== Written problem ==
Can you find every line in the data below that contains the string "lichen"? Copy each of those lines.

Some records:
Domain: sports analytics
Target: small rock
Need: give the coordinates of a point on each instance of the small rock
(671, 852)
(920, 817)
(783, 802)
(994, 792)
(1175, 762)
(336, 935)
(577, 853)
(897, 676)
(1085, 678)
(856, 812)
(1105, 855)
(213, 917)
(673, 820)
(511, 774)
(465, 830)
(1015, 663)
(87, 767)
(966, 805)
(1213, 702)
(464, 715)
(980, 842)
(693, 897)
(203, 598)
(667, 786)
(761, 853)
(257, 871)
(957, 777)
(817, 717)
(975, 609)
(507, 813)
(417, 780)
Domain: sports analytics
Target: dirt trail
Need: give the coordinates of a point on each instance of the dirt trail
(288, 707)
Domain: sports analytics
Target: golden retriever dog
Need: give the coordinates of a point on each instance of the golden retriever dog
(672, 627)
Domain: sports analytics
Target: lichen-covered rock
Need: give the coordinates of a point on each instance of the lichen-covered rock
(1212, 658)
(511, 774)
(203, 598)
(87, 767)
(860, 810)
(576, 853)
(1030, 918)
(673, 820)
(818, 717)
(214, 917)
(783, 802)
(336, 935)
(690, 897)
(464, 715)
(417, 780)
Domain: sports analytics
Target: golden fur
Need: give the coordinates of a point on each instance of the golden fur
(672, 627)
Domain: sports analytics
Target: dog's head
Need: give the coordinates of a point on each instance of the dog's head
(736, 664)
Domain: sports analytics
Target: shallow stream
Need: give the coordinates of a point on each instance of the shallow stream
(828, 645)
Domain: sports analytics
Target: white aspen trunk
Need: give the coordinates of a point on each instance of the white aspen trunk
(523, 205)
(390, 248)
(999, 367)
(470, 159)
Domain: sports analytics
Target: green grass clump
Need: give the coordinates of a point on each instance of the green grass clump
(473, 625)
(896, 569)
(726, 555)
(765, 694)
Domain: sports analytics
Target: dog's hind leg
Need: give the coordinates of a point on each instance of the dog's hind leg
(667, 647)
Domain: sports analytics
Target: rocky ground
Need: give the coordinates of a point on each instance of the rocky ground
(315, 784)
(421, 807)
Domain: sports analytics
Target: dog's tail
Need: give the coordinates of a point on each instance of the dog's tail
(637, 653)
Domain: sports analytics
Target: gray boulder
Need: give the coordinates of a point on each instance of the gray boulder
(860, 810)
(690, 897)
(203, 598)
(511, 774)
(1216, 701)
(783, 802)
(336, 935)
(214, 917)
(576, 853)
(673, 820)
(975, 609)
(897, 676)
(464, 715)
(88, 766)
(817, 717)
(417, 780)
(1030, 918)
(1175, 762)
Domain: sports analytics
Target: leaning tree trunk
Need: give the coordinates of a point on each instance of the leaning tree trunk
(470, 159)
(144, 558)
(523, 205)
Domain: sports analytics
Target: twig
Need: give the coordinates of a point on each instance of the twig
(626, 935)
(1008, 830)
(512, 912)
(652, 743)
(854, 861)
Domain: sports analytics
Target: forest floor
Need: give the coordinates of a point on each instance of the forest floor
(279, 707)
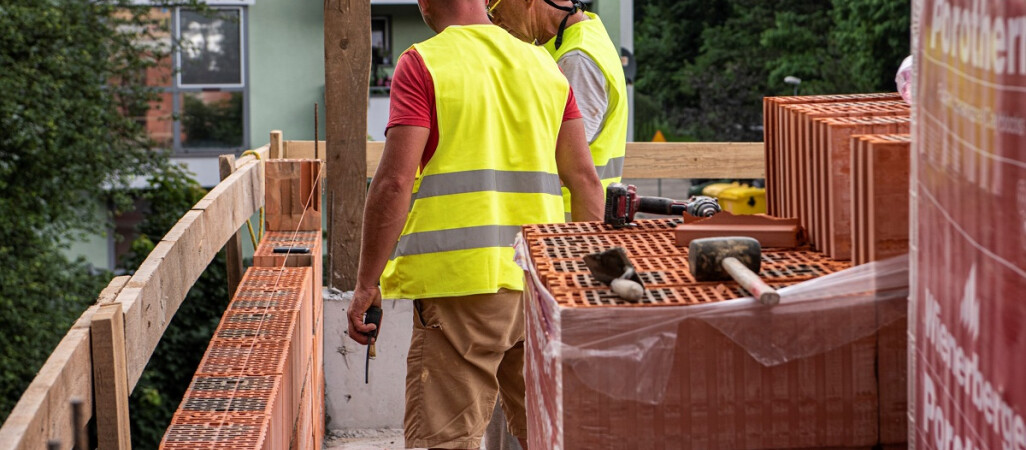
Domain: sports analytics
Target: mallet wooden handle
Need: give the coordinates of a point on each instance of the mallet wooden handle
(750, 281)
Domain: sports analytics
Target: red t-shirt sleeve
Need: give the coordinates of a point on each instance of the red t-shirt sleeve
(411, 100)
(571, 112)
(411, 97)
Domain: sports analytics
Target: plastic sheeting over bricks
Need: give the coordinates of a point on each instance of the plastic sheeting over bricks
(694, 366)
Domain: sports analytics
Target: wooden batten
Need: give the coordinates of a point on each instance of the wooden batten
(111, 376)
(292, 195)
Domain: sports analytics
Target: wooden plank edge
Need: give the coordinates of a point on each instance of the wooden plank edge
(39, 414)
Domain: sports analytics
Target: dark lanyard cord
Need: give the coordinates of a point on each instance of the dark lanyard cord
(576, 5)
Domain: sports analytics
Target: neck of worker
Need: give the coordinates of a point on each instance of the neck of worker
(548, 24)
(464, 16)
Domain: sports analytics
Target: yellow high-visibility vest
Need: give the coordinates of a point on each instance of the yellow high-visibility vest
(609, 144)
(500, 105)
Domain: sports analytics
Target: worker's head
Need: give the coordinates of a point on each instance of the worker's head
(440, 13)
(531, 21)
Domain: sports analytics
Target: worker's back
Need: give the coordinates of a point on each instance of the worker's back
(500, 105)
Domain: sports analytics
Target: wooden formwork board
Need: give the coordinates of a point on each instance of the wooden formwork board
(158, 287)
(43, 412)
(643, 160)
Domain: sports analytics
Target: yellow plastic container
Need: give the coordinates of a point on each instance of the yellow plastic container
(716, 188)
(743, 200)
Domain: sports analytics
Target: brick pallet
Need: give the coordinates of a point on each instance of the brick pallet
(810, 163)
(880, 191)
(716, 395)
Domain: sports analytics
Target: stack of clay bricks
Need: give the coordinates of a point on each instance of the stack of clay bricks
(811, 173)
(261, 383)
(716, 395)
(880, 194)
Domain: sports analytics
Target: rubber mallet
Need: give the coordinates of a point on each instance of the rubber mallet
(734, 257)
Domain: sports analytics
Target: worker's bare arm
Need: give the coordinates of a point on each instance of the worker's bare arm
(578, 172)
(384, 216)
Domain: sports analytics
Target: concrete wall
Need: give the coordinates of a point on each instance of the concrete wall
(349, 403)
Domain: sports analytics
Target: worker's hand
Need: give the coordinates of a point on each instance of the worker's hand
(363, 297)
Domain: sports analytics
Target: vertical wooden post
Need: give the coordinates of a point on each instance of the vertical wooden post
(347, 75)
(276, 150)
(233, 249)
(110, 375)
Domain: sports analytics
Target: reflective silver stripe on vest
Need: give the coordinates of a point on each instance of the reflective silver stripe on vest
(456, 239)
(494, 180)
(614, 168)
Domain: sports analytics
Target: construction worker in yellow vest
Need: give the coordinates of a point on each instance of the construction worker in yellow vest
(584, 51)
(482, 131)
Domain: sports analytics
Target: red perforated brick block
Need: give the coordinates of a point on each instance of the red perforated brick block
(265, 325)
(218, 431)
(661, 264)
(251, 357)
(717, 396)
(776, 126)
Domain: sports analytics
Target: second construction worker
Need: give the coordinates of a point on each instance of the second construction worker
(482, 131)
(582, 47)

== Answer to the exercise ==
Target: lichen-covered rock
Need: give the coordinates of a point on each instance of the lichen-covered rock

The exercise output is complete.